How many lines in the items below contain the string "wheel"? Reply with the number alone.

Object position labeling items
╔══
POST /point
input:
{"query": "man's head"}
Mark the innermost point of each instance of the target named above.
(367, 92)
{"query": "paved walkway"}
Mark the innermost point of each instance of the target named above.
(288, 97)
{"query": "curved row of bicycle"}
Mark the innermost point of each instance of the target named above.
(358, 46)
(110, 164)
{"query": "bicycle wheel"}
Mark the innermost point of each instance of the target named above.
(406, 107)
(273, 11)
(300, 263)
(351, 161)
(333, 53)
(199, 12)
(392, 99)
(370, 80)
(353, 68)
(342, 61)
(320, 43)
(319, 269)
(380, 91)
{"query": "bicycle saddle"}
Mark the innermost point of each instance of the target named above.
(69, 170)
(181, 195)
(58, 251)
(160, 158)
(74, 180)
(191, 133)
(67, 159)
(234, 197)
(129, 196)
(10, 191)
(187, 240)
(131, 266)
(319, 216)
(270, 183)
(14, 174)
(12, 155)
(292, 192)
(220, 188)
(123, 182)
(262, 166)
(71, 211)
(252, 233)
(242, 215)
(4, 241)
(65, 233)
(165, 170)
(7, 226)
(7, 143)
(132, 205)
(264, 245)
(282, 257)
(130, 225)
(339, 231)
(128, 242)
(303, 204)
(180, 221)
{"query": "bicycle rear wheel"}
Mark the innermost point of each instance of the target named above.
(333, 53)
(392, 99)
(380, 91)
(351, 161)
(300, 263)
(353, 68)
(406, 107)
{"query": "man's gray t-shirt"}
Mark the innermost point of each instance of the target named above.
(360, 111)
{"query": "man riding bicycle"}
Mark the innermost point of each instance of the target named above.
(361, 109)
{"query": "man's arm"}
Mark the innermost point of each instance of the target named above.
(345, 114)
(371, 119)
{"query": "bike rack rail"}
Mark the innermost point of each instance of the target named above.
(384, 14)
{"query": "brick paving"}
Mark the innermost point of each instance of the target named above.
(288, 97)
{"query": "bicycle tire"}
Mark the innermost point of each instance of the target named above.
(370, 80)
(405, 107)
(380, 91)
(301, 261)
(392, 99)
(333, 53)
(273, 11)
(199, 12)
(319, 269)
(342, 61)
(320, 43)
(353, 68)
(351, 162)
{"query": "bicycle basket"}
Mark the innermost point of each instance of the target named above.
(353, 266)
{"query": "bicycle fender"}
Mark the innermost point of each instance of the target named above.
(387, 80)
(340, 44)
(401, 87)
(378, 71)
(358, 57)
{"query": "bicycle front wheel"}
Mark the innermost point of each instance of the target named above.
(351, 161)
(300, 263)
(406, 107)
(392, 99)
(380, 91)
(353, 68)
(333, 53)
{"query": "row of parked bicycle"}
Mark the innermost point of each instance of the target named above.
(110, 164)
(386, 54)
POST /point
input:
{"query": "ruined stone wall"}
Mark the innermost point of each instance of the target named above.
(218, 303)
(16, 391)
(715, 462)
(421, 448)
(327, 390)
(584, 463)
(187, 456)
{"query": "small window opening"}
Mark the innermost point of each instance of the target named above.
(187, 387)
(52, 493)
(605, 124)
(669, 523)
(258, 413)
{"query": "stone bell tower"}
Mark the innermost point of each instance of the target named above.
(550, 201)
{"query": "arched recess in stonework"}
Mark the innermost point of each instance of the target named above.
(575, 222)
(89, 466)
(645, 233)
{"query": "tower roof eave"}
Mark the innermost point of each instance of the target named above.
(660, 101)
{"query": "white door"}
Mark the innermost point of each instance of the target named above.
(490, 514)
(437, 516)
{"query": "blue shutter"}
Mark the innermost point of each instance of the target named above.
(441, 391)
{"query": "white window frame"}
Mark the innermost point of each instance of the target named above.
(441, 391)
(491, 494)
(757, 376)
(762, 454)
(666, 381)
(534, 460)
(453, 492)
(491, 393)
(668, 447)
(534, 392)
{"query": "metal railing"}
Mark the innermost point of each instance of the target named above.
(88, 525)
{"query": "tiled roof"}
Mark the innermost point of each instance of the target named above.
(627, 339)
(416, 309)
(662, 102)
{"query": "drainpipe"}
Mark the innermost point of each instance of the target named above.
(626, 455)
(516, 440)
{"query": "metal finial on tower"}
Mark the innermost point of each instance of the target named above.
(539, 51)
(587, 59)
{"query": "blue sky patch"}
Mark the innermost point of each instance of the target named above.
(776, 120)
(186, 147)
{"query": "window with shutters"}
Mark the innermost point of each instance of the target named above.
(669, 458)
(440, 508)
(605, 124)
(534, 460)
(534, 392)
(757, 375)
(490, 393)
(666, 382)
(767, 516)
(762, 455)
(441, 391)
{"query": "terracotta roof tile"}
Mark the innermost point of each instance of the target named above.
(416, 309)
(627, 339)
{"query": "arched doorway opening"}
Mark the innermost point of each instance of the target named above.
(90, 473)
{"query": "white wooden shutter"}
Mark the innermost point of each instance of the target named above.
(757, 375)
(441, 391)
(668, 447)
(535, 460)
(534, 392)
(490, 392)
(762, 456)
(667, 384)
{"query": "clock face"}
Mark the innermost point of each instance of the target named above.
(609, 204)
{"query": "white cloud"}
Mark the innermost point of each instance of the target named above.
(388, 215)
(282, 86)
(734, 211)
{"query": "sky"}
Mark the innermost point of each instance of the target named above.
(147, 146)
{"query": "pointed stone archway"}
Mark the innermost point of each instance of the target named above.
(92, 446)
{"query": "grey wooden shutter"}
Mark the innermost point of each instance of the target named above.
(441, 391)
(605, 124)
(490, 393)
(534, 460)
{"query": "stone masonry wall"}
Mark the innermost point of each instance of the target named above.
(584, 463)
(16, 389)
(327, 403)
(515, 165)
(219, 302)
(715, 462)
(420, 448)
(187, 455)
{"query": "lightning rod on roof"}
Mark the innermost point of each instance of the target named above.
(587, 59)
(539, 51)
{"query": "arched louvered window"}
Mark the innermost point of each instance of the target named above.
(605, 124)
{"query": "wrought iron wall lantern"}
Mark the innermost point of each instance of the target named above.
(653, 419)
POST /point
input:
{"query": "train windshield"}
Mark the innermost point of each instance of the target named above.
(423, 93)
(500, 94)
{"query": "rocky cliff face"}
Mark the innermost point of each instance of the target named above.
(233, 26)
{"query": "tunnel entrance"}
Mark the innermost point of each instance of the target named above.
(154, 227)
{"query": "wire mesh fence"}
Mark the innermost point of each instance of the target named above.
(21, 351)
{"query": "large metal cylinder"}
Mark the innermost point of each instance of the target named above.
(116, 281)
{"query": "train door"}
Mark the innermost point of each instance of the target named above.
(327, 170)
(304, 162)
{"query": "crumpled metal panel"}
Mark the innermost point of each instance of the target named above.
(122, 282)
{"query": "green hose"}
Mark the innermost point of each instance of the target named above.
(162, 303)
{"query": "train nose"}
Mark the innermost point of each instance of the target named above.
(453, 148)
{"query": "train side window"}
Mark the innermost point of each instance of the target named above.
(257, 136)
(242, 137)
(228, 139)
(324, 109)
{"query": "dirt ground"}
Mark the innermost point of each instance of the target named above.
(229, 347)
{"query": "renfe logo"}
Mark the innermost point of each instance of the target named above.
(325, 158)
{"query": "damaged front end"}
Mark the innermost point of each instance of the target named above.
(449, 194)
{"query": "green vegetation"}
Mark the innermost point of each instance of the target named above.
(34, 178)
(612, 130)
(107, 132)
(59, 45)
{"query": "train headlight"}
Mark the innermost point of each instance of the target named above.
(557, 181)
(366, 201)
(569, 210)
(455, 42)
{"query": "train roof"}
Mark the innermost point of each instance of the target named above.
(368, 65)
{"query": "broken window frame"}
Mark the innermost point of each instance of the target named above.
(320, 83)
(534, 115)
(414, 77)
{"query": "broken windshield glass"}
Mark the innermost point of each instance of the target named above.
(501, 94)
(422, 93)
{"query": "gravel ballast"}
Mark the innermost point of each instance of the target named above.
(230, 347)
╚══
- Task output -
3